## WORK REQUEST
A complete, unaltered copy of the listing is needed. Write it out.

##########

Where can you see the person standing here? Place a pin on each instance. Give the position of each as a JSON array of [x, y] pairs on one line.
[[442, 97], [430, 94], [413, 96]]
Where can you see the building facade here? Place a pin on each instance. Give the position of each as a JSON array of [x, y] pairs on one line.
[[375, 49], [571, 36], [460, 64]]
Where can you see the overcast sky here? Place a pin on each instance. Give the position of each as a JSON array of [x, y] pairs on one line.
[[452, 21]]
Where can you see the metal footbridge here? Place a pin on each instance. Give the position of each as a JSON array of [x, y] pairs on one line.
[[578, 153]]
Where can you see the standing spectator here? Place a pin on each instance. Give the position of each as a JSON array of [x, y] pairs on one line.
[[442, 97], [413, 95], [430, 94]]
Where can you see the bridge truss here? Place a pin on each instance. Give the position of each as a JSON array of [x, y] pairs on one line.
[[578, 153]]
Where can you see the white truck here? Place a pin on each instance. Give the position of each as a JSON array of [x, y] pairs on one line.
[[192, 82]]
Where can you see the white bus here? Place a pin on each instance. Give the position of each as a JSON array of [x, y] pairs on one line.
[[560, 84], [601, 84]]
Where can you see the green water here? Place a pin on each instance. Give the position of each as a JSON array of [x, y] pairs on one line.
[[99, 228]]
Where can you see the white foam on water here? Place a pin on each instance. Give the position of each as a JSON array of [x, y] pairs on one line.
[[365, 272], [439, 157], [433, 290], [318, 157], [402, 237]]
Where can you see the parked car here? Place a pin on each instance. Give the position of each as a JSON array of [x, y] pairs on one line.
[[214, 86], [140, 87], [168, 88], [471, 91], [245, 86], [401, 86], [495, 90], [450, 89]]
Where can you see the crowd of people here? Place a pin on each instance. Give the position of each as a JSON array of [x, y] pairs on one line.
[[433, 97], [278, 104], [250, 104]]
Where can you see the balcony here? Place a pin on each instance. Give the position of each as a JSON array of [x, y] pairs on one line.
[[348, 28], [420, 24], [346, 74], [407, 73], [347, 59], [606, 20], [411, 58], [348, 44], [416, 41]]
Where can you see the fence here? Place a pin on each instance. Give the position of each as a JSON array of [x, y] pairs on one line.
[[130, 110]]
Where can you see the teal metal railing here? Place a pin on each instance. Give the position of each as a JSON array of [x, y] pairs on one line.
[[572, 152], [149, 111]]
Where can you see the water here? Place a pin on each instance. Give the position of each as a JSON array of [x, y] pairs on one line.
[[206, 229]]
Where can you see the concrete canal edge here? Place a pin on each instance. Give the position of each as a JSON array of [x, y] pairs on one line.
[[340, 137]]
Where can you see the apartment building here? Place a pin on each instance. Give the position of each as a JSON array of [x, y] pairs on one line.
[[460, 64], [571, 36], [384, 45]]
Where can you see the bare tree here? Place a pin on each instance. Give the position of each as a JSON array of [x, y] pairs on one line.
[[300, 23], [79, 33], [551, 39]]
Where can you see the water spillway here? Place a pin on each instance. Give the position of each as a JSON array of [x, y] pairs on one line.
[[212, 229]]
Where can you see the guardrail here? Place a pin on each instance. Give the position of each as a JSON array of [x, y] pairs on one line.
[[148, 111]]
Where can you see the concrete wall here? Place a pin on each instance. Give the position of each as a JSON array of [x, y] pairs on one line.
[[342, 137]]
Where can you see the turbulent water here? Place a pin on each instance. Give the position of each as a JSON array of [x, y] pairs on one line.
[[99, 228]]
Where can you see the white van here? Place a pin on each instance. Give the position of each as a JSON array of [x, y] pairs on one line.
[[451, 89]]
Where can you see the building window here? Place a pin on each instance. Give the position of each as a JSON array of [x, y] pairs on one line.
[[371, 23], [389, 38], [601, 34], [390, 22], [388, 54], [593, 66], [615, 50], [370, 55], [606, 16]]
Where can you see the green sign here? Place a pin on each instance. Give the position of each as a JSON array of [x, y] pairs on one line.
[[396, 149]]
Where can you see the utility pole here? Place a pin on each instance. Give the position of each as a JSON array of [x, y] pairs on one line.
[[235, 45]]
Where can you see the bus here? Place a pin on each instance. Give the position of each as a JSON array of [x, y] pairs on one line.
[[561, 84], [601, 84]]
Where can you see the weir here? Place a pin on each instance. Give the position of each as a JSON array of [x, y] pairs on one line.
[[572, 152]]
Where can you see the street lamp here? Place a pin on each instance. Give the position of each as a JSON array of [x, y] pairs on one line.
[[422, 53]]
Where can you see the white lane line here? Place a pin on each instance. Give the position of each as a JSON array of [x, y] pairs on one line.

##########

## WRITTEN ANSWER
Where can you see the person standing here? Place a pin on each instance. Give the position of each as a JSON array of [x, y] pairs on one line.
[[442, 97], [430, 94], [413, 96]]
Where can you see the building facade here? Place a pin on each instance. Give the position of each as a JSON array of [x, y] pairs on one line.
[[375, 49], [571, 36], [460, 64]]
Where can you see the overcast sky here? Place a pin on each instance. Give the position of each as a JSON array of [x, y] pairs on one line.
[[452, 21]]
Where can you see the metal footbridge here? Place a pin on each instance. Give the position of each as a JSON array of [x, y] pairs on one line.
[[578, 153]]
Where can you see the standing spectator here? Place a pin on each instance. Give the position of each as a JSON array of [x, y] pairs on one line.
[[442, 97], [413, 95], [430, 94]]
Where can you see the bridge truss here? Place a pin on each instance. Give the position of each as a JSON array of [x, y] pairs on one line.
[[578, 153]]
Where can you see the white truck here? Place a pin on each instance. Give the position of each as a JSON array of [x, y] pairs on one line.
[[192, 82]]
Where can you see the white bus here? Place a pin on each instance. Give the position of each as a JSON array of [x, y] pairs on one line.
[[560, 84], [601, 84]]
Where can you see the green water here? Place a pin on each instance. Give the position of each as a JSON array of [x, y] pairs on one line.
[[99, 228]]
Where can you see the white foam on water here? Place a pin on each instance. Give the position of each as a JSON array of [x, y] pairs on one line.
[[365, 272], [439, 157], [433, 290], [318, 157], [402, 237]]
Where can you see the parked car here? Place a pin on each instance. Give the position of each as a JSON array of [x, y] pairs on one line.
[[214, 86], [140, 87], [168, 88], [471, 91], [245, 86], [401, 86], [495, 90], [450, 89]]
Where can you see the crowd of people here? Place a pin on each instance. Give the position of each as a JSON array of [x, y] pairs on one line.
[[433, 97], [278, 104], [250, 104]]
Where can you see the balcony here? Place a pin on each instance. Give the position of each as a JSON array of [x, y] pairs on one line.
[[348, 28], [420, 24], [346, 74], [407, 73], [347, 59], [606, 20], [411, 58], [348, 44], [416, 41]]
Where can you see the fence here? Place a pin on each instance. Give the position of each as a JSON array of [x, y] pairs on one line.
[[130, 110]]
Where can you see the teal metal railing here? Place a pin on each instance. Give the position of each as a JSON array of [x, y] pairs on one line.
[[572, 152], [149, 111]]
Where can you see the water here? Place a pin on each instance. Give the position of each as a JSON array of [x, y] pairs on one line.
[[206, 229]]
Where can you see the concrete canal edge here? Place a pin on each instance. Give the position of each as a JSON array of [x, y] pairs on one line.
[[340, 137]]
Where can you see the apartment building here? Place a pin on each instance. Give the position of each as a JSON array of [x, y] pairs on one line.
[[460, 64], [571, 36], [384, 45]]
Where can you see the bare tree here? Place a pin on each instance. Give the position of each as a JSON array of [x, y] pairs on one line.
[[300, 23], [79, 33], [551, 39]]
Where can you see the water spillway here? Place a pin on each instance. Give the position of each as a JSON array of [x, y] pairs on one line.
[[212, 229]]
Where can you see the guardrail here? Place a pin on each instance. Give the position of each as a JSON array of [x, y] pairs on one line.
[[148, 111]]
Where can you see the concrete wall here? Place a pin on each instance. Give the position of each as a JSON array of [x, y] pairs on one line.
[[342, 137]]
Where can you see the turbulent water here? Place a pin on each instance. Give the position of each as a JSON array of [x, y] pairs on one line.
[[99, 228]]
Where can you see the white van here? Place a pin on each instance. Give the position of each as a JSON array of [x, y] pairs on one line.
[[451, 89]]
Where can you see the building window here? Place a pin on each instance. Give the position of each as a JSON array of [x, y] pairs on one line.
[[371, 23], [389, 38], [601, 34], [390, 22], [388, 54], [593, 66], [615, 50], [370, 55], [606, 16]]
Where can you see the green sign here? Place a pin on each instance. Give the position of each as a JSON array of [x, y] pairs on one line.
[[396, 149]]
Where can you see the utility pole here? Place a pin on each instance. Give the position of each as a JSON array of [x, y] pairs on one line.
[[235, 45]]
Where can you see the bus here? Place a pin on each instance. Give the position of each as a JSON array of [x, y] pairs on one line.
[[561, 84], [601, 84]]
Where can you see the weir here? Place a pin on each instance. Give the position of each as a JSON array of [x, y] pairs on one line.
[[572, 152]]
Where can you see the street lamp here? Place a pin on each instance. Give the position of each as a JSON array of [x, y] pairs on one line.
[[422, 53]]
Where can you see the white lane line here? Place a pin on each instance. Give the position of each as a JSON array of [x, y] pairs on one line.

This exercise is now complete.